### Aim
Edit the data starting at the line that contains "of the young" and ending at the line that contains "x=195 y=294", changing "cabinet door" to "cupboard door" and leaving everything else as it is. Give back only those lines.
:: Data for this task
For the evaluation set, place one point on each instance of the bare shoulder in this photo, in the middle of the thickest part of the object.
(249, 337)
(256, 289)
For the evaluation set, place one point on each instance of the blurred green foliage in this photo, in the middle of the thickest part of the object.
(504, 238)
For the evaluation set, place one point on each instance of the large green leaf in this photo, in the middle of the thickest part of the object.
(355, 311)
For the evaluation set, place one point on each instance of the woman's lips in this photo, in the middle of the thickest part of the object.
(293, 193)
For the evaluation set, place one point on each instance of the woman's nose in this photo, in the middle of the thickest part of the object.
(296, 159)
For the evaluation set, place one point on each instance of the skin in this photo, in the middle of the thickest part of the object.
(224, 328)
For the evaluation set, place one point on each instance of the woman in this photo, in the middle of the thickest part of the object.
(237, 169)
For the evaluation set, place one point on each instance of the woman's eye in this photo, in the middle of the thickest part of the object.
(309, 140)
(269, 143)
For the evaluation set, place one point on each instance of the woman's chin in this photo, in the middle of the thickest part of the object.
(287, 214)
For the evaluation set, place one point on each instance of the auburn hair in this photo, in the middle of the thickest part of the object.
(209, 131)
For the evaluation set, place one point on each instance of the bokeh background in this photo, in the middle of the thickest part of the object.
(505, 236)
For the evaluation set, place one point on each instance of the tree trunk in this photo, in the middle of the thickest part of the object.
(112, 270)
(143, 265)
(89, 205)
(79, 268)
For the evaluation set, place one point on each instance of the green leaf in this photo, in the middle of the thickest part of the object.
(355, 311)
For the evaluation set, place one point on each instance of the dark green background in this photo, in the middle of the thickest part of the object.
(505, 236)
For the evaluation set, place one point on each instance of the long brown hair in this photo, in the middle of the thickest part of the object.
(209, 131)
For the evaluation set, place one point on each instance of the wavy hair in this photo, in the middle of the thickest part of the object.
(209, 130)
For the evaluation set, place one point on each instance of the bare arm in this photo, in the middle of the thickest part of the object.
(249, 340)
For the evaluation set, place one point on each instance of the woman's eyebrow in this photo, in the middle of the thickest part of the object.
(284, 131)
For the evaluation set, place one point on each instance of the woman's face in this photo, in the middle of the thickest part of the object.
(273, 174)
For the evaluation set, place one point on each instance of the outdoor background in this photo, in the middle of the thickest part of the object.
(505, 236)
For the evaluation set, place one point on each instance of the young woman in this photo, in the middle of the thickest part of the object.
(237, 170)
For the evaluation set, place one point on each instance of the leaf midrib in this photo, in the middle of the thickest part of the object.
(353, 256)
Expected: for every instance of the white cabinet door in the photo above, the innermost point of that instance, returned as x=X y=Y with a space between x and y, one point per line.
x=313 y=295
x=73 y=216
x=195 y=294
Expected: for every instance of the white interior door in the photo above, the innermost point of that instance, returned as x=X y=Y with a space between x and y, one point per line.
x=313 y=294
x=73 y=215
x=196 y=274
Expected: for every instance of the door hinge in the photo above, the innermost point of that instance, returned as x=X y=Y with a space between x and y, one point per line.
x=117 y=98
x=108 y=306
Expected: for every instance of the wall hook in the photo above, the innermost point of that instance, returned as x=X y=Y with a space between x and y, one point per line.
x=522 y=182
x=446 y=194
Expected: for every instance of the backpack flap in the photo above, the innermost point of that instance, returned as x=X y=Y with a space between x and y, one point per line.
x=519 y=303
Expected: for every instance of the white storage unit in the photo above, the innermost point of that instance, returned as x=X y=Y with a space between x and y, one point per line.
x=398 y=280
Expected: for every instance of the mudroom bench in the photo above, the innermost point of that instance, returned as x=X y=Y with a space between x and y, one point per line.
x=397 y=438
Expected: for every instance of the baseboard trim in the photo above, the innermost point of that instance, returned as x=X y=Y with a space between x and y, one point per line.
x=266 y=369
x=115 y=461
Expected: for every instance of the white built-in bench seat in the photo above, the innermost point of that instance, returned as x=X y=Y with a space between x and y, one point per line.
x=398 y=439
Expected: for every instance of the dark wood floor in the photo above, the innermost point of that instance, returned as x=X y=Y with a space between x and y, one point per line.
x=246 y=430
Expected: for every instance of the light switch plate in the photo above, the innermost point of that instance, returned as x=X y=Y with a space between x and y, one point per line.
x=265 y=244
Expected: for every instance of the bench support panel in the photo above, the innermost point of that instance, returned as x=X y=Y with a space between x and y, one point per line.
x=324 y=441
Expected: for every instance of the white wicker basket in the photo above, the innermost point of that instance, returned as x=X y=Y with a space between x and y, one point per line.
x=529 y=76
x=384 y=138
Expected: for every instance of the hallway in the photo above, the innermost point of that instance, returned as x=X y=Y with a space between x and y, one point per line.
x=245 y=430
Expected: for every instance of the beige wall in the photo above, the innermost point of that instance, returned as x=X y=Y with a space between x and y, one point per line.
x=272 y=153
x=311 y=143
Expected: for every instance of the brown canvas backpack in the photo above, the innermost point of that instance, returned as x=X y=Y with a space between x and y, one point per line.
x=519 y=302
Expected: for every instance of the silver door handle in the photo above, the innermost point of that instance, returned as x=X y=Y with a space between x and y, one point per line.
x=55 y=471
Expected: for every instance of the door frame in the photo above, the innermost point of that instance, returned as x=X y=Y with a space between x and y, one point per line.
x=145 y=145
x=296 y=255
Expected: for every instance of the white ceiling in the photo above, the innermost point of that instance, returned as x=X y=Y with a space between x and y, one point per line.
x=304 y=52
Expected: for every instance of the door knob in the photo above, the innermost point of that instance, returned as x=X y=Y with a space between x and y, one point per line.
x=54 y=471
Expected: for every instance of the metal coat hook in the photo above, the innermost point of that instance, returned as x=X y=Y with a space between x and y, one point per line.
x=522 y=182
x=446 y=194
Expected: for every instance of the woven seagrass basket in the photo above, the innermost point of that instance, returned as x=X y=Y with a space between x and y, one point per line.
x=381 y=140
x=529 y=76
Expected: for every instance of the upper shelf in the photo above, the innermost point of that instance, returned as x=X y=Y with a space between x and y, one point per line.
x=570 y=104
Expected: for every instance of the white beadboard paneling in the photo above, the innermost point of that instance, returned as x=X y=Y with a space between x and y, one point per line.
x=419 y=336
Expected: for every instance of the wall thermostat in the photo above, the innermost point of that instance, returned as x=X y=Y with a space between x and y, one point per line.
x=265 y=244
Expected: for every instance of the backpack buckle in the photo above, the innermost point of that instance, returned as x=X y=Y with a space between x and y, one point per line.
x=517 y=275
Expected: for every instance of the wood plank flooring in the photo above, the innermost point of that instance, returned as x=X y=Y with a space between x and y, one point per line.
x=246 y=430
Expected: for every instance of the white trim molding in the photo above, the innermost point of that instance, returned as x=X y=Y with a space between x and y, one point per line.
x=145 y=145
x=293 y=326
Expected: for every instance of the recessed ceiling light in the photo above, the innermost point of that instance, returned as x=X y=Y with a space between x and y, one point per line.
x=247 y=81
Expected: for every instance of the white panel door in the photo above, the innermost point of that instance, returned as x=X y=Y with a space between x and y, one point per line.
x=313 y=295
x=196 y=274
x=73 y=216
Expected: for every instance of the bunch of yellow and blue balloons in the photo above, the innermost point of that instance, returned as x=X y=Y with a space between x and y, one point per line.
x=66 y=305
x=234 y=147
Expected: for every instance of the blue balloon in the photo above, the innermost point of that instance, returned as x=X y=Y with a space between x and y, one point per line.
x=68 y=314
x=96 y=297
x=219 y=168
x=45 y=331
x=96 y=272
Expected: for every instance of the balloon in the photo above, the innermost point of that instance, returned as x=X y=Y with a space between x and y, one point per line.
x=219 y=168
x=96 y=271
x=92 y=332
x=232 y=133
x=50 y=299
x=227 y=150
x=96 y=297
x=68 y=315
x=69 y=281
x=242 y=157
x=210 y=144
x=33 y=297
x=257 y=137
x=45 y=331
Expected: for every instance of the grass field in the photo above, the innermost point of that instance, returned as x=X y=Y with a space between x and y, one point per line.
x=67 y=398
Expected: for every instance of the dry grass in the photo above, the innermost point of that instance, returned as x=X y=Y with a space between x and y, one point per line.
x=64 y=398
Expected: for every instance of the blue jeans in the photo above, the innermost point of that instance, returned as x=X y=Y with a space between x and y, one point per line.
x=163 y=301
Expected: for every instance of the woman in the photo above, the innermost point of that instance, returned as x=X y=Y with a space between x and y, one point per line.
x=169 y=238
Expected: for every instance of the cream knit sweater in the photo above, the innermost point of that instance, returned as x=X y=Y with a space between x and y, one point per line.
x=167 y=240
::::
### Solved problem
For the evaluation set, place one point on each instance of the young woman in this photo, in the middle of the thickest part of the object.
(237, 170)
For the evaluation set, place one point on each instance of the leaf midrib in this photo, in the middle of the thickest part of the object.
(353, 256)
Expected: for every instance of the white cupboard door in the photo above, the innermost point of that instance, returned as x=X y=Y with a space between x and y, one point per line.
x=313 y=295
x=73 y=216
x=195 y=294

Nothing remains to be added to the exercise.